→ Short task 1
According to the forum thread on distinct polygons, what error is raised when unique() is called on the geometry column?

-- Passage to read start --

Reputation: 61
I have a GeoDataFrame with a column of shapely.polygons. Some of them distinct, some - not:
In [1]: gdf
Out[2]:
geometry
1 POLYGON ((1 1, 1 2, 2 2, 2 1, 1 1))
2 POLYGON ((1 3, 1 4, 2 4, 2 3, 1 3))
3 POLYGON ((1 1, 1 2, 2 2, 2 1, 1 1))
4 POLYGON ((3 1, 3 2, 4 2, 4 1, 3 1))
5 POLYGON ((1 3, 1 4, 2 4, 2 3, 1 3))
I need to find only distinct (non-overlapping) polygons:
In [1]: gdf_distinct
Out[2]:
geometry
1 POLYGON ((1 1, 1 2, 2 2, 2 1, 1 1))
2 POLYGON ((1 3, 1 4, 2 4, 2 3, 1 3))
4 POLYGON ((3 1, 3 2, 4 2, 4 1, 3 1))
As polygons are not hashable, I can not use simple ways in Pandas:
In [1]: gdf_distinct = gdf['geometry'].unique()
TypeError: unhashable type: 'Polygon'
Are there any simple and efficient ways to have a new GeoDataFrame with only distinct polygons?

-- Passage to read end --
-- Provided records start --

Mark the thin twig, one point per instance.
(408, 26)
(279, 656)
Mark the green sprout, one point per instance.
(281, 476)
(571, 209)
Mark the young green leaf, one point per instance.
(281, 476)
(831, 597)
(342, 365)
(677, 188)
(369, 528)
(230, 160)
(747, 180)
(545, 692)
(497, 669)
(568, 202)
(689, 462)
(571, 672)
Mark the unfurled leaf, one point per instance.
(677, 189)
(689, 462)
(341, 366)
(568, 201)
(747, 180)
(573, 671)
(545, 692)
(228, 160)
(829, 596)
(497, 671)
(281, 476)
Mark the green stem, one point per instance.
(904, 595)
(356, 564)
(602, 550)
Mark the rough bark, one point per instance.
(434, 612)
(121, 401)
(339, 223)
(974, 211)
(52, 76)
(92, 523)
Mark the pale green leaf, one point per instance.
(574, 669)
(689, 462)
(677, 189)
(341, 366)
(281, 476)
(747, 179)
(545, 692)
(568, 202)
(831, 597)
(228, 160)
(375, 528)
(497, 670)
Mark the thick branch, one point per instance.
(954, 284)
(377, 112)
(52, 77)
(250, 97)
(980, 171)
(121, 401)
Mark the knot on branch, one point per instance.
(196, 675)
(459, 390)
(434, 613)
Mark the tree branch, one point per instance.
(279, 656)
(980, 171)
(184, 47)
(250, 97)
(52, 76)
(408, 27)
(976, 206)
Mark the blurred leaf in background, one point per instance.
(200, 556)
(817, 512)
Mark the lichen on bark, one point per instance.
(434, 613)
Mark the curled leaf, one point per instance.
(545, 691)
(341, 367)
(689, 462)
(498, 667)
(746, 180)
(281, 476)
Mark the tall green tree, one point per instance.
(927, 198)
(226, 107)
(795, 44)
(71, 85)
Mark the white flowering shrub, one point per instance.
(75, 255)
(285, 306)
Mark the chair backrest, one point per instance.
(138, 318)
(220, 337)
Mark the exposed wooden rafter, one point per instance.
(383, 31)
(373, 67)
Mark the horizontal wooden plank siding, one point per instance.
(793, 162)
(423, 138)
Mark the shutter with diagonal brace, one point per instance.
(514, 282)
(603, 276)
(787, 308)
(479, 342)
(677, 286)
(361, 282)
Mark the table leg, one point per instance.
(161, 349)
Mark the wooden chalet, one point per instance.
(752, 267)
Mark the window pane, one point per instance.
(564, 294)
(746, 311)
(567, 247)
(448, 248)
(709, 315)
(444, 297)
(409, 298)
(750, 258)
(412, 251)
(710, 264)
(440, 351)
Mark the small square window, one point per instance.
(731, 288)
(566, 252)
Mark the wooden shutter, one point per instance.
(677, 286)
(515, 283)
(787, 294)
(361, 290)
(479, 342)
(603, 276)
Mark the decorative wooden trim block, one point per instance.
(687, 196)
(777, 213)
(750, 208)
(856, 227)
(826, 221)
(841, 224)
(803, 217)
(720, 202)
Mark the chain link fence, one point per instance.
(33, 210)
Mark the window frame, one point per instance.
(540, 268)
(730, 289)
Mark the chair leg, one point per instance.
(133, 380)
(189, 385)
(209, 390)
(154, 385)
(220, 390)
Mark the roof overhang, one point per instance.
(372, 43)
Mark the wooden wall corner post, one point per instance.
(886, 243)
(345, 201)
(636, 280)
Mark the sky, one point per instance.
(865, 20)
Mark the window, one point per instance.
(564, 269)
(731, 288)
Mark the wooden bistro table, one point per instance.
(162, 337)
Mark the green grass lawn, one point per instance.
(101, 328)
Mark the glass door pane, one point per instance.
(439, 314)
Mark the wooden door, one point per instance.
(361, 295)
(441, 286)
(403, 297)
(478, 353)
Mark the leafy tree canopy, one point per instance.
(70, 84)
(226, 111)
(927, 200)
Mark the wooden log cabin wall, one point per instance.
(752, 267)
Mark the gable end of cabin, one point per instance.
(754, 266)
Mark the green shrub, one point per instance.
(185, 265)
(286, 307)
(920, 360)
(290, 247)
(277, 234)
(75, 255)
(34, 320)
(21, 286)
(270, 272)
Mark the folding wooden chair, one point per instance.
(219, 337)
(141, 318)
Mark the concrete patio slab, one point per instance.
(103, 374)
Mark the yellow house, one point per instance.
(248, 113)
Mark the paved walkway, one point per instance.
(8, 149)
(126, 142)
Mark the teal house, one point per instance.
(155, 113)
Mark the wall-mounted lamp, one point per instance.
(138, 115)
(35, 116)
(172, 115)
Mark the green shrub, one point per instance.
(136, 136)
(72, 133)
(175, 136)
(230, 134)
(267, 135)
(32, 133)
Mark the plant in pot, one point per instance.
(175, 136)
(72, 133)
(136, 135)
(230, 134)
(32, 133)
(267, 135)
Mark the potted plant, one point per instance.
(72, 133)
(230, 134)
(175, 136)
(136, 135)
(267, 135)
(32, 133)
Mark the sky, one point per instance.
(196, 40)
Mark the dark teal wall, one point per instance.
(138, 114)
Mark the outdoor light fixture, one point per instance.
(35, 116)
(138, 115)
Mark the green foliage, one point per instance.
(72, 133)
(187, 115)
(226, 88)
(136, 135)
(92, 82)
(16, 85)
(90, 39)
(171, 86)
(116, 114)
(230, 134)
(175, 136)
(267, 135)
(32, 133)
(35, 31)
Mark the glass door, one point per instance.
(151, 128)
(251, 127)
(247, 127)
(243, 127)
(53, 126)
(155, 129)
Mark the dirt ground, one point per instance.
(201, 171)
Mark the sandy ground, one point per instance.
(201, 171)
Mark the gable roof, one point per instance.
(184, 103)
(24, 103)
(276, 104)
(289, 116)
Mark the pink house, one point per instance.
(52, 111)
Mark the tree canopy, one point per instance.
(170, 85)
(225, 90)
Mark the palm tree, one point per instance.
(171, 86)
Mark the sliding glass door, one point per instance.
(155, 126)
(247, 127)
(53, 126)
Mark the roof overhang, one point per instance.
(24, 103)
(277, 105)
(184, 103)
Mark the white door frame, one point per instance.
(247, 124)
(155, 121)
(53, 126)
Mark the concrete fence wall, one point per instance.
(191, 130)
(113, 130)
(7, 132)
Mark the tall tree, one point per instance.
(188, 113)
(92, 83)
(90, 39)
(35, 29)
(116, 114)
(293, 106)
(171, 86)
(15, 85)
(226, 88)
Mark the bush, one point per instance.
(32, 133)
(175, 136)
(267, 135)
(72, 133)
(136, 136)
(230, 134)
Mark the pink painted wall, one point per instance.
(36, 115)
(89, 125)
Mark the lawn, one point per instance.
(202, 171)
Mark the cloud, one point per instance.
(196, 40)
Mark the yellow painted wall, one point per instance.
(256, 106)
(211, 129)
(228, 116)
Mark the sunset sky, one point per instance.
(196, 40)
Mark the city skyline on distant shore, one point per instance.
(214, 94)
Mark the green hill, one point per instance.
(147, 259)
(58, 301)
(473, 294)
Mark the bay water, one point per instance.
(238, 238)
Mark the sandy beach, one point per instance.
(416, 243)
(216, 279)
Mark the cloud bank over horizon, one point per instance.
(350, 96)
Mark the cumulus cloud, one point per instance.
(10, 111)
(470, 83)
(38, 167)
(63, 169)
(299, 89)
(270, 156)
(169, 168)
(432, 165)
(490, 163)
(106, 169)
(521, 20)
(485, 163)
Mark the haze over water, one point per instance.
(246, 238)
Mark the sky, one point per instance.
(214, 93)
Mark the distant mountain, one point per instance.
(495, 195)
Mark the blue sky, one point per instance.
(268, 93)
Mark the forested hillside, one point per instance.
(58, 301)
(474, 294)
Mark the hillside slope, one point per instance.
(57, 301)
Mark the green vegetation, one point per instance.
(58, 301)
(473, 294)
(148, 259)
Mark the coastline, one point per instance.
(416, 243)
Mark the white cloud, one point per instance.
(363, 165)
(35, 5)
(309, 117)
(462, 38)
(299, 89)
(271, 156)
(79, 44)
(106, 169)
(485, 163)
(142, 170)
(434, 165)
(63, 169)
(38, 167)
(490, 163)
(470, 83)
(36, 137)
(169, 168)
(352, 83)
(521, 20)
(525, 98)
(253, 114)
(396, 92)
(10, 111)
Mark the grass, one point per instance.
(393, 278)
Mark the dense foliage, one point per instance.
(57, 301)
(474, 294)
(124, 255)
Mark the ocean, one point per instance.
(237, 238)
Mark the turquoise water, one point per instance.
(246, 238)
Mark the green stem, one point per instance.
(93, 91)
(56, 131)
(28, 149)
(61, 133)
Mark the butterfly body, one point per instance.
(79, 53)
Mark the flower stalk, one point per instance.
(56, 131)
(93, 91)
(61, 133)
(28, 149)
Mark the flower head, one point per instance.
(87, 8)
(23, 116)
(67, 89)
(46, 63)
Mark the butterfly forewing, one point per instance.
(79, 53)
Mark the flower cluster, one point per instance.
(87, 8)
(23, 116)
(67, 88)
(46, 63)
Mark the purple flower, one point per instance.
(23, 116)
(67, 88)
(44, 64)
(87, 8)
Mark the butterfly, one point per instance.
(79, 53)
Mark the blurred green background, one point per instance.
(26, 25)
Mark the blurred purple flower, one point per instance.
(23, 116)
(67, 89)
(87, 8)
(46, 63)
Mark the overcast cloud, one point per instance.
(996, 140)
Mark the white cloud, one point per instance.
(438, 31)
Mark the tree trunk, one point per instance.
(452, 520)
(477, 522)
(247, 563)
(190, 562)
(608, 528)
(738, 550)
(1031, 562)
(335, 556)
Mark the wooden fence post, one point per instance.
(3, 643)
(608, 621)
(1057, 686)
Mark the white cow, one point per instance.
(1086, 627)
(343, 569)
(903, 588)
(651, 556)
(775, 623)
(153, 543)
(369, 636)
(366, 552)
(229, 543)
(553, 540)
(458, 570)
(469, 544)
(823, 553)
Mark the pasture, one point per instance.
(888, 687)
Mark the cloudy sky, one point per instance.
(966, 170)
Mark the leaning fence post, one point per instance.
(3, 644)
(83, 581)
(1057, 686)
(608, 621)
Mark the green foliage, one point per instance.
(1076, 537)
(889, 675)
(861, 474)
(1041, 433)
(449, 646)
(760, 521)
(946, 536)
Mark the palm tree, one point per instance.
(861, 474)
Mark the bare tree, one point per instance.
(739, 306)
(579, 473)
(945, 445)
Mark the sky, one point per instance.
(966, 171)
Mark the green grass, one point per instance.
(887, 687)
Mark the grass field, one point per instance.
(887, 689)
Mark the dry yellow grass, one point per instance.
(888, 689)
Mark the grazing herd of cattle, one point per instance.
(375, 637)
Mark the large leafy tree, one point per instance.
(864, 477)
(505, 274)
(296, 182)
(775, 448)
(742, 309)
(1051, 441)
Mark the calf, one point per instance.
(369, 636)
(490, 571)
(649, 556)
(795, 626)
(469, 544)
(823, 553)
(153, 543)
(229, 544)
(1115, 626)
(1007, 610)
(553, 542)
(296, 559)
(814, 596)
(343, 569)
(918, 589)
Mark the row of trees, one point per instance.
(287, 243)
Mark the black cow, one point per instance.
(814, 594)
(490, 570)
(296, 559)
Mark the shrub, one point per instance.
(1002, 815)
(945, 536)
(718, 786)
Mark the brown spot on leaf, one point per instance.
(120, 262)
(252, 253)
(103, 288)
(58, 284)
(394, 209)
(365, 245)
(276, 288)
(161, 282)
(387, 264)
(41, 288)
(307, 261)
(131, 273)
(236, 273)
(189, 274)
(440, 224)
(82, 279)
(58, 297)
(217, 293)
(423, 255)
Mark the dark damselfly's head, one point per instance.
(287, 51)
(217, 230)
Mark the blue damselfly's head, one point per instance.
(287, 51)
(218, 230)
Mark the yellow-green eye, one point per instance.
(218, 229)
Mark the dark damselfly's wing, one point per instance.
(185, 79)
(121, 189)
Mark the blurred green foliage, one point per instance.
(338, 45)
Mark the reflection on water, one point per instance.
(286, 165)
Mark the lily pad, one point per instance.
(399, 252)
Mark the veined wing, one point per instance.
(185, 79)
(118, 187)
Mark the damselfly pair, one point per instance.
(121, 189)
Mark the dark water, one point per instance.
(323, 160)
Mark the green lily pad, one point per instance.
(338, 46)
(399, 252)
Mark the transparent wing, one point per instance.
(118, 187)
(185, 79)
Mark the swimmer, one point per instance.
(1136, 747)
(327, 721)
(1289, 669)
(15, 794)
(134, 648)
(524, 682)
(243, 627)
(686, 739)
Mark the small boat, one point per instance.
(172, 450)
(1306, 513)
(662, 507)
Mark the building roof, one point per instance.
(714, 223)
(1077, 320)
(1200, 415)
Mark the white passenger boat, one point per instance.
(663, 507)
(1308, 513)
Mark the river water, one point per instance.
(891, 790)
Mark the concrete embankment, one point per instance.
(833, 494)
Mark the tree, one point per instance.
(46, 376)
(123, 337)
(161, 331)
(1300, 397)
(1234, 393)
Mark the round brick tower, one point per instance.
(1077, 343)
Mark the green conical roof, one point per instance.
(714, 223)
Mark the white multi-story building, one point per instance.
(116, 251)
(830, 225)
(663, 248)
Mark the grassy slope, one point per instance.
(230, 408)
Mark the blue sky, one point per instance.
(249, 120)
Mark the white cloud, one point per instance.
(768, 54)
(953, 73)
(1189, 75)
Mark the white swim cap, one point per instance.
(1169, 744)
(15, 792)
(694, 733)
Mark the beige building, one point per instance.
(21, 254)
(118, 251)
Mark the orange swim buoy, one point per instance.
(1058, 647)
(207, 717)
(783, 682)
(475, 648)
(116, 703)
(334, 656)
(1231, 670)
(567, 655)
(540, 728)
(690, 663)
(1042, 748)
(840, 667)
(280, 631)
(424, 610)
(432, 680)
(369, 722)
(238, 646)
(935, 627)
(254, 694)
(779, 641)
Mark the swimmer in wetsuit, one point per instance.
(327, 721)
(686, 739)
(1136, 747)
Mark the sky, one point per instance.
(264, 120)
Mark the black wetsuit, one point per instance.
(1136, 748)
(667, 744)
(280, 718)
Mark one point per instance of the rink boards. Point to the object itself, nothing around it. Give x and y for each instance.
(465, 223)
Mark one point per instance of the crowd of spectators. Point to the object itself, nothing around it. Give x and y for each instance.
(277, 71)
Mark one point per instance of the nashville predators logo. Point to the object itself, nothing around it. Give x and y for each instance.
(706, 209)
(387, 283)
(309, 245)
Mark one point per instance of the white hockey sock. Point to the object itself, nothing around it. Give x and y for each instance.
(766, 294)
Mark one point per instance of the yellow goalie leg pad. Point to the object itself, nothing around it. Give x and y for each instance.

-- Provided records end --

→ Short task 2
Pick out each line of the records that contains the word "window".

→ Output 1
TypeError: unhashable type: 'Polygon'

→ Output 2
Mark the window pane, one point per instance.
Mark the small square window, one point per instance.
Mark the window frame, one point per instance.
Mark the window, one point per instance.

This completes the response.